**Extracted data**
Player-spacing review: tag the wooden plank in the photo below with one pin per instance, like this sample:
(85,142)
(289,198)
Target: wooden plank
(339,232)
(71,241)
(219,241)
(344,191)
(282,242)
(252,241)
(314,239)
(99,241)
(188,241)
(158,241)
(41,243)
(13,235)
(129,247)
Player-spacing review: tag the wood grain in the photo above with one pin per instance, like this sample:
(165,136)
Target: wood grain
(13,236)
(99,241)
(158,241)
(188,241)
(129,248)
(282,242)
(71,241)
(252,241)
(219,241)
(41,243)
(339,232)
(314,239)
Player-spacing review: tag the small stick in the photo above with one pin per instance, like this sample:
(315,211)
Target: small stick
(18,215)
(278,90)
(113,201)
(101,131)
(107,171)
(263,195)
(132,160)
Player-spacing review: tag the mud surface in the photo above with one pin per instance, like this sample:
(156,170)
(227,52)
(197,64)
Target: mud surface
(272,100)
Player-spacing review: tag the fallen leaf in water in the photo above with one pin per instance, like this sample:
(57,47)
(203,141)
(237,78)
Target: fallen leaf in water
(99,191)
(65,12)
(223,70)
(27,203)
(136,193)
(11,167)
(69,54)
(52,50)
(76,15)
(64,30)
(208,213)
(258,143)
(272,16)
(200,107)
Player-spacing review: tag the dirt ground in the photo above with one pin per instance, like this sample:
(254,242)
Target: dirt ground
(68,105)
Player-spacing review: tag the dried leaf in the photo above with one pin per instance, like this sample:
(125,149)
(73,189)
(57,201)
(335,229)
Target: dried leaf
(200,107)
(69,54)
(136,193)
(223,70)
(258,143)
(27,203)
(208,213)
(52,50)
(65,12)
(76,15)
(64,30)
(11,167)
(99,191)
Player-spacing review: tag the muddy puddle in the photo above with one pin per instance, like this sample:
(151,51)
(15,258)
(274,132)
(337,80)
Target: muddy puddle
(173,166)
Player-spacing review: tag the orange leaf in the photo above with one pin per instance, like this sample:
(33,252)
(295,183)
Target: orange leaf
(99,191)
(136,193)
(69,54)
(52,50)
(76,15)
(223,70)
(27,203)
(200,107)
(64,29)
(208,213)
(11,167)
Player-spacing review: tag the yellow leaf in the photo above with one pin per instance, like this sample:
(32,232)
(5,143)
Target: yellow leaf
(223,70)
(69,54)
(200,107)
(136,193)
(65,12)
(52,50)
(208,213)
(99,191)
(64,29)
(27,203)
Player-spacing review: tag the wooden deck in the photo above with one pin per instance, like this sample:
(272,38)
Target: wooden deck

**Exercise brief**
Extract every line of the material above and reproduce each one verbatim, in its original order.

**In response**
Player-spacing review: tag the wooden plank in the photo below with one pin per instance, like this sample:
(85,142)
(289,198)
Target: wooden plank
(339,232)
(71,241)
(219,241)
(344,191)
(282,242)
(252,241)
(314,239)
(99,241)
(188,241)
(158,241)
(41,243)
(13,235)
(129,247)
Player-spacing review: tag the wood grain in the photo above with one pin per instance, like this sample:
(165,136)
Target: wood grain
(13,236)
(99,241)
(158,241)
(188,241)
(129,248)
(282,242)
(71,241)
(252,241)
(219,241)
(41,243)
(339,232)
(314,239)
Player-spacing review: tag the small stick in the photo above with one pin per instance, like this sample:
(315,211)
Target: small stick
(18,215)
(278,90)
(113,201)
(101,131)
(107,171)
(263,195)
(132,160)
Player-spacing review: tag the mud surface in the photo above with one pin per instance, like this sample:
(156,170)
(227,52)
(197,64)
Target: mud surface
(272,100)
Player-spacing review: tag the fallen leaf in water in the photo above with one pin per instance, like this sample:
(57,47)
(203,141)
(237,78)
Target: fallen leaf in water
(99,191)
(65,12)
(223,70)
(27,203)
(136,193)
(11,167)
(69,54)
(52,50)
(76,15)
(64,30)
(208,213)
(258,143)
(272,16)
(200,107)
Player-spacing review: tag the dirt ground in the photo above with one pin per instance, like this sample:
(254,242)
Target: dirt ground
(68,105)
Player-spacing review: tag the dried leaf in the photo above with one pin per instance, like this sample:
(125,149)
(73,189)
(57,201)
(335,229)
Target: dried leaf
(200,107)
(69,54)
(136,193)
(223,70)
(258,143)
(27,203)
(208,213)
(52,50)
(65,12)
(76,15)
(64,30)
(11,167)
(99,191)
Player-spacing review: tag the muddy puddle in the photo above with one pin per instance, like this sample:
(151,51)
(15,258)
(274,132)
(337,80)
Target: muddy puddle
(173,166)
Player-spacing review: tag the orange leaf in the photo above with one pin per instance, like this sample:
(33,252)
(295,183)
Target: orange leaf
(99,191)
(136,193)
(69,54)
(52,50)
(76,15)
(223,70)
(27,203)
(200,107)
(64,29)
(208,213)
(11,167)
Player-spacing review: tag the yellow leaf in the photo above with one pin per instance, like this sample:
(32,232)
(5,143)
Target: yellow leaf
(223,70)
(69,54)
(200,107)
(136,193)
(65,12)
(52,50)
(208,213)
(99,191)
(64,29)
(27,203)
Player-spacing review: tag the wooden deck in the photo above with one pin per instance, like this sample:
(272,38)
Target: wooden deck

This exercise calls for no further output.